What you should do
Lines holding the string "mown" are the ones to copy; find them all in the data.

Dataset extract
▽

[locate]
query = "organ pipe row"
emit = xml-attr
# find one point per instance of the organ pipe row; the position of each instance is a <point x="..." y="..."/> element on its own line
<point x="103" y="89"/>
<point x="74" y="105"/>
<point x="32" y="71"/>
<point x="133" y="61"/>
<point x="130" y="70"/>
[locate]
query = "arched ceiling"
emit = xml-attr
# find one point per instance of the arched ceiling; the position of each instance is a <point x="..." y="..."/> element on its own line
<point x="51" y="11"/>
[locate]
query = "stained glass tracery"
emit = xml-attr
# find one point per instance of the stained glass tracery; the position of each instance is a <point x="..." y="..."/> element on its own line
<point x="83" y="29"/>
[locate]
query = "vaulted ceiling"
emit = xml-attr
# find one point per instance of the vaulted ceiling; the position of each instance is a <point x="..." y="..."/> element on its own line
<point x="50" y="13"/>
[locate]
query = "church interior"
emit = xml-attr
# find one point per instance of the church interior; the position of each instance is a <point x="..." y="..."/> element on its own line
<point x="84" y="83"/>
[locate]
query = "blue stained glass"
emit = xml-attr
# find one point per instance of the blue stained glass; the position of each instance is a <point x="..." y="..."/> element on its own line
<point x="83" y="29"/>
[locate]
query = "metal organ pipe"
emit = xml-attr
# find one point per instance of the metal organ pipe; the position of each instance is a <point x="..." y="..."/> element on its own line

△
▽

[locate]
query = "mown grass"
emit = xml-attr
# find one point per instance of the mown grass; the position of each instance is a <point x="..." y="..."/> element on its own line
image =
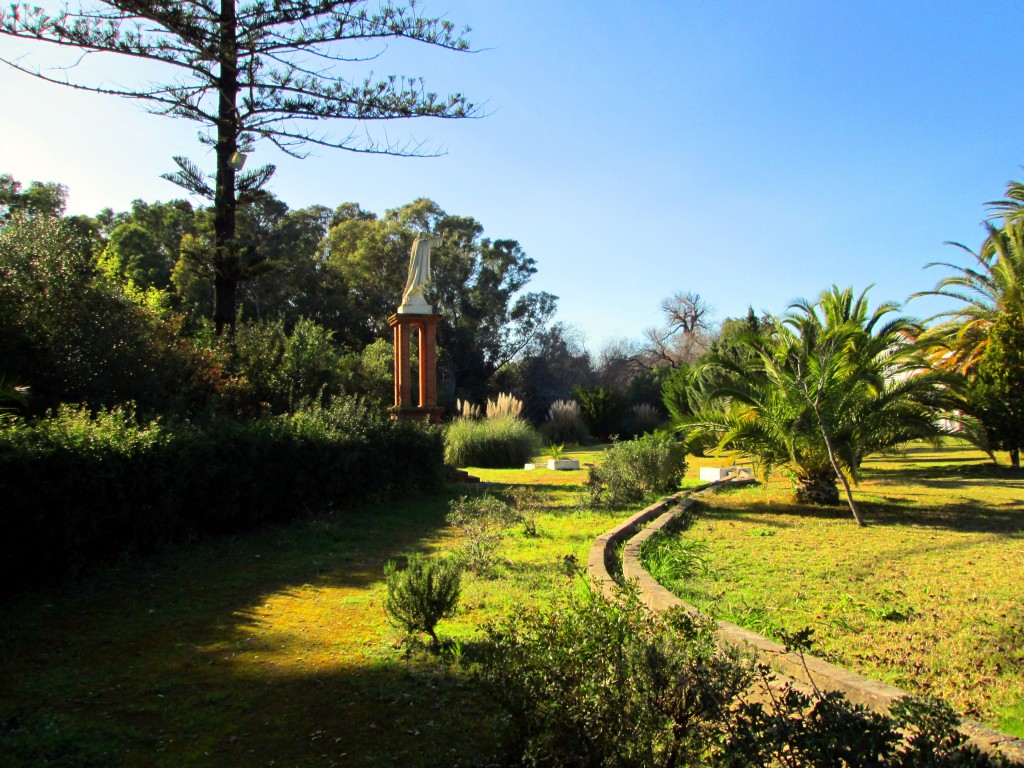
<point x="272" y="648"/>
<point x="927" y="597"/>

△

Response
query = "mown grass"
# find one point per instance of the mown grass; the position of each instance is a <point x="..." y="..."/> element on its own line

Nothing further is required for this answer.